* Selection:
---+---

For roughly 15 years, U.S. electricity demand was essentially flat. Energy efficiency gains offset population and economic growth almost exactly. Grid planners got comfortable with that pattern. Procurement strategies got built around it.

That period ended around 2023. The EIA projects U.S. electricity consumption to reach about 4,189 billion kWh in 2025 and 4,278 billion kWh in 2026, up from roughly 4,097 billion kWh in 2024 — the first sustained three-year growth streak since 2007. Several drivers compound:

  • AI and data centers. Hyperscale data center growth in PJM's Virginia load zone is the most visible example, but the dynamic is regional, not just one corridor. NERC estimates data centers could account for up to 12% of all U.S. power demand by 2028.
  • Electric vehicles. EIA data shows electricity use from light-duty EVs has grown nearly fivefold since 2018. Large-scale charging hubs draw load comparable to small factories.
  • Industrial electrification. Shifts away from fossil-fuel heating and process energy are adding gigawatts of new demand in key markets.
  • Reshoring and regional growth. Advanced manufacturing, logistics, and clean-energy production are all heavier loads than the offices and warehouses they often replace.

The supply side is constrained

Meanwhile, supply isn't moving at the same pace. Three forces tighten what's available:

Generator retirements

Coal plants continue retiring on schedule. Older gas plants are retiring earlier than originally planned as economics shift. New solar, wind, and battery storage get built, but provide capacity differently than thermal generation — and the pace of new build isn't filling the gap.

Interconnection queue backlogs

New generation projects sit for 4–5 years (often longer) before getting through interconnection studies and agreements. PJM's queue had over 200 GW of pending projects as of late 2024. Reforms like PJM's Fast-Track (RRI) are accelerating subsets of the queue, but the structural backlog persists.

Reserve margin tightening

FERC-approved rule changes have tightened reserve margin requirements across multiple ISOs. Same available supply, higher required quantity, higher capacity prices. This is most visible in PJM's capacity auction outcomes — but it's a pattern, not an isolated event.

---+---

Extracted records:
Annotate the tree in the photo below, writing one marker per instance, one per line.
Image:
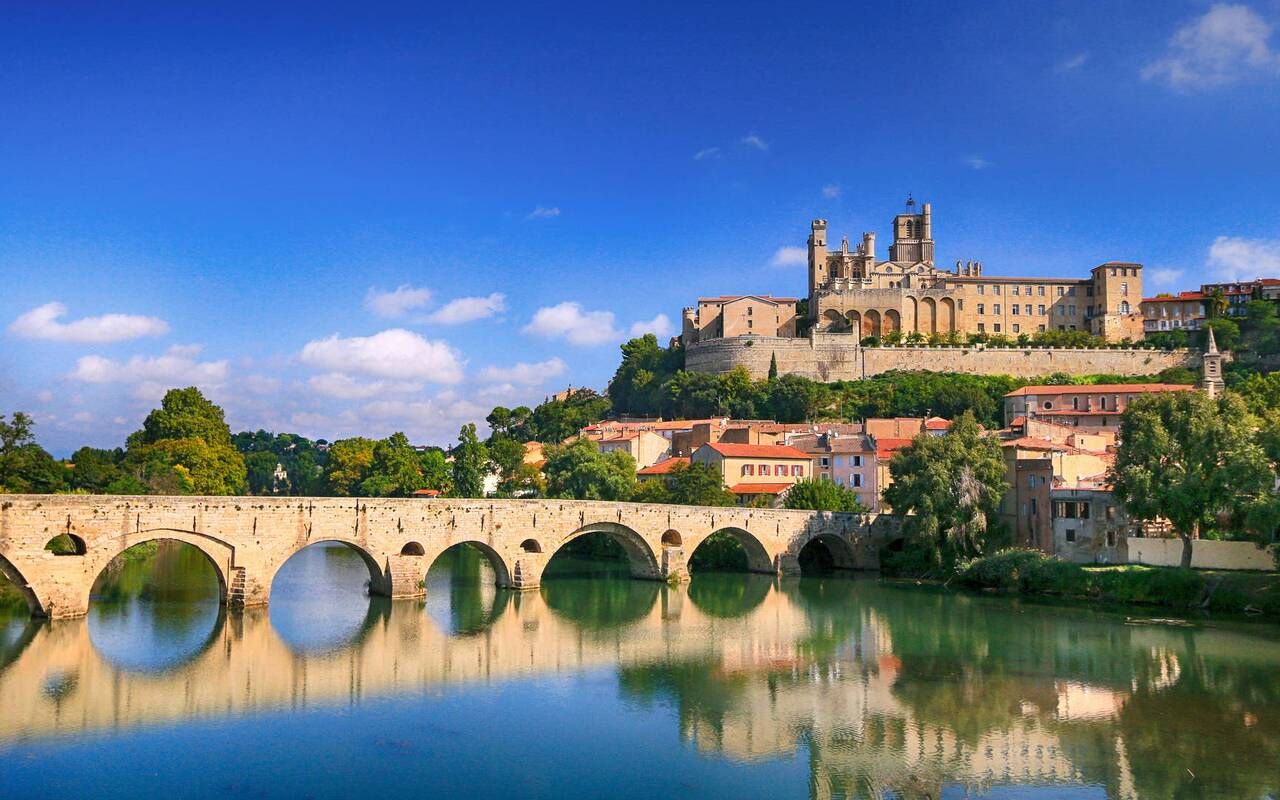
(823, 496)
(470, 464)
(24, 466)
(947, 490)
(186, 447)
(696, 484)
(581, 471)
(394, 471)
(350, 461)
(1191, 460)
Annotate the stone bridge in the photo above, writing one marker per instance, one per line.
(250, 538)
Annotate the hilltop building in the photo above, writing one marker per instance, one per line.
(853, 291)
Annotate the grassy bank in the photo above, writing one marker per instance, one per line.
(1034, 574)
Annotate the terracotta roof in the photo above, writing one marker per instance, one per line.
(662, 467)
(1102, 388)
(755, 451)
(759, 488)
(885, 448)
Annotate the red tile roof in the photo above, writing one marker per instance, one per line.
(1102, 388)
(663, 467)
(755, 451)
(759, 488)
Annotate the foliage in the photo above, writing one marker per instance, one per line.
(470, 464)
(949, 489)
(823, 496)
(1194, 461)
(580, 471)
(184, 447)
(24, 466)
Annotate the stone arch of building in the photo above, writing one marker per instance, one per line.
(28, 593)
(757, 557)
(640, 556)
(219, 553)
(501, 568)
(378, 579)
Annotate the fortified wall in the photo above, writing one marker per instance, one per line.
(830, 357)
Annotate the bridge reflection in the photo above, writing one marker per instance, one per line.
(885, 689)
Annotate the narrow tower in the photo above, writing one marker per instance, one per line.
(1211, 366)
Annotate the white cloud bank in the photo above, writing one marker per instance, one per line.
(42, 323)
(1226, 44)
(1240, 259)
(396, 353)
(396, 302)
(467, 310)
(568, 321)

---+---

* What is asked:
[1] In the electricity demand passage, print everything from "That period ended" down to "in key markets.".
[2] According to the electricity demand passage, what share of all U.S. power demand does NERC estimate data centers could account for by 2028?
[3] Pick up the electricity demand passage after its last sentence and keep writing.
The data has no role in what is asked here.

* Answer set:
[1]
That period ended around 2023. The EIA projects U.S. electricity consumption to reach about 4,189 billion kWh in 2025 and 4,278 billion kWh in 2026, up from roughly 4,097 billion kWh in 2024 — the first sustained three-year growth streak since 2007. Several drivers compound:

  • AI and data centers. Hyperscale data center growth in PJM's Virginia load zone is the most visible example, but the dynamic is regional, not just one corridor. NERC estimates data centers could account for up to 12% of all U.S. power demand by 2028.
  • Electric vehicles. EIA data shows electricity use from light-duty EVs has grown nearly fivefold since 2018. Large-scale charging hubs draw load comparable to small factories.
  • Industrial electrification. Shifts away from fossil-fuel heating and process energy are adding gigawatts of new demand in key markets.

[2] Up to 12%.

[3]
What grid stress means for buyers

The supply-demand gap shows up on commercial bills and operations in four ways:

Exposure How it shows up Direct cost impact
Price volatility Spot prices spike sharply during heat waves, cold snaps, and grid stress events Indexed-pricing portfolios; unhedged exposure
Capacity cost increases Peak Load Contribution (PLC) events set next year's capacity tag — and tags are getting more expensive Annual capacity bill (often 15–25% of total cost)
Curtailment risk Large commercial loads are first to be asked (or required) to reduce consumption during emergencies Operational disruption; production losses
Infrastructure bottlenecks New facility interconnections face delays in congested zones; capacity allocation slows Project timeline risk; possible relocation considerations

To make this concrete: during PJM's June 2025 heat event, demand peaked at 160,560 MW — surpassing PJM's seasonal forecast of 154,000 MW. Real-time wholesale prices climbed to $1,334 per MWh at 7 PM, compared with $52/MWh just a week earlier. Petroleum-fired generation tripled from the prior day to meet demand. PJM had ~179,000 MW of generation capacity plus ~8,000 MW of demand response on the books — the event still confirmed how quickly conditions can tighten.

25× spike

PJM real-time prices, week-over-week, during June 2025 heat event ($52/MWh → $1,334/MWh) — exactly the kind of scarcity exposure index-heavy buyers face

What buyers should actually do

Grid reliability isn't a buyer problem to solve. It's a buyer reality to plan around. Four moves matter:

1. Treat demand response as procurement

DR programs aren't just an optional revenue stream — they're a procurement tool. Enrolled load reduces your capacity tag (cutting next year's capacity bill) and gives you advance notice and operational protection during curtailment events. Load management is the demand-side half of energy strategy. In a tight grid, it's no longer optional.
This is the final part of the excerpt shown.